Unless you’ve been off the grid for the past few years, you’ve probably heard about new data collection and privacy laws being passed by various regional and national governments (if not, don’t worry—keep reading to learn more). The way companies can collect and manage your personal data has evolved rapidly over the past decade; however, data protection and privacy laws haven’t kept up with these changes. For example, until the EU passed the General Data Protection Regulation (GDPR) policy in 2016 and GDPR compliance became mandatory in 2018, Europe’s data protection laws hadn’t been significantly updated since the mid-1990s. As such, governments around the world are now playing catch-up to protect their citizens online.
The most recent data privacy law is Brazil’s Lei Geral de Proteção de Dados, passed in 2018 and going into effect as soon as August 15, 2020 (it may be pushed back to May 2021, but it’s usually better to be prepared sooner vs. later). Known also as LGPD, Brazil’s new data privacy law shares quite a few similarities with the EU’s GDPR and the California Consumer Privacy Act (CCPA). However, it also has its own unique features that companies should know about, especially if they do business in or with Brazil. Below, we’ll provide a brief overview of Brazil’s LGPD and the key things your company needs to do to achieve LGPD compliance. Even though we’re focusing on the LGPD in this piece, we’ll also include a comparison between the LGPD and GDPR and the CCPA as well.
What is the LGPD?
As mentioned above, the LGPD is Brazil’s data privacy law that could go into effect as soon as this month. It was passed as a measure to harmonize the more than 40 different statutes in Brazilian law that governed personal data and simultaneously refresh and update these laws to meet present-day needs. The LGPD applies to any person, company or entity (both public and private) that processes/uses the personal data of Brazilian citizens or people located in Brazil at the time of data collection for the purposes of offering or selling goods and services. The LGPD has an extraterritorial application, meaning that whether or not you or your company are located in Brazil, as long as you’re collecting and using Brazilian peoples’ personal data to try and sell or offer them something, this Law applies to you.

Required task ::
Update the stretch of the LGPD article from "What is the" through "applies to you.", changing "harmonize" to "consolidate".

Excerpt from a dataset:
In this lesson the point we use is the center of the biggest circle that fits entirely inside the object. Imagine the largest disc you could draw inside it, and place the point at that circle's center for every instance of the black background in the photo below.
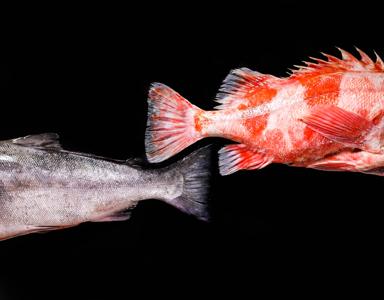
(84, 73)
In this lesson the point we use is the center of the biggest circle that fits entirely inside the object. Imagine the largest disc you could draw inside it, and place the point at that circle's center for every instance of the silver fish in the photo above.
(43, 187)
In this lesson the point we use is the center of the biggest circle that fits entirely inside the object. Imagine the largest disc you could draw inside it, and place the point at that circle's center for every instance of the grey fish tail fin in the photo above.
(195, 169)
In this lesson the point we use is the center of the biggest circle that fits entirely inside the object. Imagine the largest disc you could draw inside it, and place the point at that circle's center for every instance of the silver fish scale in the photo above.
(41, 187)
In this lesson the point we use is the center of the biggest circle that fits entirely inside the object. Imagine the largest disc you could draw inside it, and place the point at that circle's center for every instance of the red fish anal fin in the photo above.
(361, 161)
(233, 158)
(341, 126)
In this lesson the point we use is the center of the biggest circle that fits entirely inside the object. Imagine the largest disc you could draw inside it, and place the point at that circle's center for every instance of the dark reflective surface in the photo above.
(85, 75)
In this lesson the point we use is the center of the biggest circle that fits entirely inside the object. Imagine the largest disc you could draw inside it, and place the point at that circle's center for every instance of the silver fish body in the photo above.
(43, 187)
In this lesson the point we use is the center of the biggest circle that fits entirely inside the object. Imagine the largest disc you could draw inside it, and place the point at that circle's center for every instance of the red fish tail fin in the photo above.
(170, 125)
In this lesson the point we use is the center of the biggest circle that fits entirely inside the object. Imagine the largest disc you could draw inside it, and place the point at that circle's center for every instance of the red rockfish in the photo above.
(326, 115)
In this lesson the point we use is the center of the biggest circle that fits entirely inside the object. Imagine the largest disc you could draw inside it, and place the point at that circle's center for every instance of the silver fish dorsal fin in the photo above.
(43, 140)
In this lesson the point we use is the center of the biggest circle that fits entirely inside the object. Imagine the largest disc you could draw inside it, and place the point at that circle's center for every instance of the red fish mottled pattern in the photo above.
(327, 108)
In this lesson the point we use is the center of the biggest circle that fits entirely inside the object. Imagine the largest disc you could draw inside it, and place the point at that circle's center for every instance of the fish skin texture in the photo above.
(325, 107)
(43, 187)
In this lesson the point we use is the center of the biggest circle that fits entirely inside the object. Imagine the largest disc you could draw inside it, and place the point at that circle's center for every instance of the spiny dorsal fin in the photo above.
(348, 62)
(44, 140)
(244, 87)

Response below ::
What is the LGPD?
As mentioned above, the LGPD is Brazil’s data privacy law that could go into effect as soon as this month. It was passed as a measure to consolidate the more than 40 different statutes in Brazilian law that governed personal data and simultaneously refresh and update these laws to meet present-day needs. The LGPD applies to any person, company or entity (both public and private) that processes/uses the personal data of Brazilian citizens or people located in Brazil at the time of data collection for the purposes of offering or selling goods and services. The LGPD has an extraterritorial application, meaning that whether or not you or your company are located in Brazil, as long as you’re collecting and using Brazilian peoples’ personal data to try and sell or offer them something, this Law applies to you.